**WHAT YOU SHOULD DO**:
Starting at the line containing "Each instance of the white" and continuing through the end of the listing, rewrite those lines with "patio umbrella" swapped for "beach umbrella". Leave everything else the same.

Entries from a point annotation set
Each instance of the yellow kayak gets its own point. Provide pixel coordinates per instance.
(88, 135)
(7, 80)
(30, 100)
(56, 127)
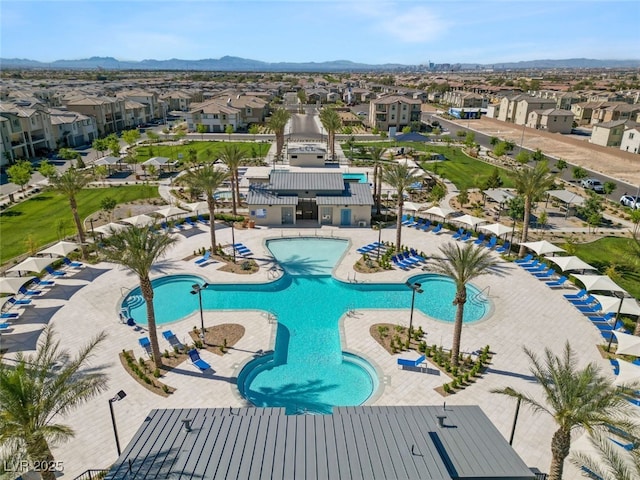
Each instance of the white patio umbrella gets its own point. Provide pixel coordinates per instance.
(32, 264)
(439, 211)
(470, 220)
(628, 373)
(543, 247)
(13, 284)
(170, 211)
(139, 220)
(629, 305)
(599, 282)
(109, 228)
(627, 344)
(61, 249)
(567, 264)
(496, 228)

**RESULT**:
Each instance of the white beach umbrella gets its own point. Provide pixel coordinates per instance.
(32, 264)
(439, 211)
(470, 220)
(628, 373)
(543, 247)
(13, 284)
(170, 211)
(139, 220)
(629, 305)
(599, 282)
(109, 228)
(627, 344)
(61, 249)
(567, 264)
(496, 228)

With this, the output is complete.